Transcribe the listing below verbatim, from its first line through the line containing "column 621, row 1263", both ends included, and reproduce nothing beyond that line.

□ □ □ □

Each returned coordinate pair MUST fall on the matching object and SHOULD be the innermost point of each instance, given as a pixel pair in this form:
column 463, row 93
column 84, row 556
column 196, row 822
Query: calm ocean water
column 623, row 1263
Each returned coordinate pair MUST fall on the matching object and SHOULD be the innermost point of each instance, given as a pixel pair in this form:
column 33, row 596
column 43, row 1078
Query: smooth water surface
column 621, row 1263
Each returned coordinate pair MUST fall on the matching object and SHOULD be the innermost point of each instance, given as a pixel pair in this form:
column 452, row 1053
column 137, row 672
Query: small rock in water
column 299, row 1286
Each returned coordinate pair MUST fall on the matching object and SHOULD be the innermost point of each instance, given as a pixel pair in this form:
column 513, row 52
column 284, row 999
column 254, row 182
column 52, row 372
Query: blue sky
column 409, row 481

□ □ □ □

THE COMPLETED TASK:
Each returned coordinate pair MUST fall on the matching object and SHOULD be the innermost point of each instance, given as a pixel pair in this form:
column 463, row 93
column 84, row 556
column 196, row 822
Query: calm ocean water
column 623, row 1263
Each returned coordinate pair MUST fall on the matching object and SHOULD be the innermost point of each instance, given as a pixel pair in this form:
column 33, row 596
column 43, row 1078
Query: smooth water surface
column 621, row 1263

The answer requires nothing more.